Excerpted text

###

2020 ESA Annual Meeting (August 3 - 6)

COS 199 Abstract - Differential recovery of soil microbial functional groups and ecosystem functions following cessation of chronic fertilization

Matthew Nieland, Priscilla Moley, Jaide Allenbrand, Janaye Hanschu and Lydia Zeglin, Division of Biology, Kansas State University, Manhattan, KS
Background/Question/Methods

Terrestrial ecosystems are increasingly less limited by nitrogen (N) availability. In response to N enrichment, soil microbial communities can shift in composition and function, and consequently affect ecosystem processes such as nitrification and denitrification. Faster microbial N cycling rates can also promote loss of N from the ecosystem through leaching and gaseous emission. If N enrichment is halted, soil microbial recovery could promote ecosystem resilience, but the lag and mechanisms of microbial recovery following cessation of chronic fertilization are not well known. We measured soil microbial recovery for three years following cessation of a 30-y N fertilization experiment at a tallgrass prairie (Konza Prairie) in eastern KS, USA. This 12.5-m-2 plot-scale experiment historically augmented N availability via both fertilization (10 g N m-2 y-1 (NH4NO3)) and the cessation of annual fire. Fertilization was ceased after the 2016 growing season. We predicted that microbial recovery would be quicker in the burned treatment, due to lower historical reliance of soil microbes on supplemental N. To address this, we measured soil nitrification and denitrification potential rates, associated ammonia monooxygenase (amoA) and nitrous oxdide reductase (nosZ) gene abundances, and archaeal and bacterial 16S rRNA community composition monthly during the 2017-2019 growing seasons.

###

Recorded data
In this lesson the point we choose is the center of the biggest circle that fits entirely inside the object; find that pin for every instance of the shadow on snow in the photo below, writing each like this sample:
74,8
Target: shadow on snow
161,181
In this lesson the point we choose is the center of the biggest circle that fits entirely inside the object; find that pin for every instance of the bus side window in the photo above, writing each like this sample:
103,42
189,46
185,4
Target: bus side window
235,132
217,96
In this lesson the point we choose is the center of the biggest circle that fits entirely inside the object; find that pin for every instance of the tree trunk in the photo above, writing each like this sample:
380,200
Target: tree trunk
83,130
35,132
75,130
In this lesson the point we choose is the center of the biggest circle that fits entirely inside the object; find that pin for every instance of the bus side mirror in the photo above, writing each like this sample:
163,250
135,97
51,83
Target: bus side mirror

###

Exercise brief
In the abstract, after which growing season was fertilization stopped? The records come from a separate source and are not part of the abstract.

Exercise response
After the 2016 growing season.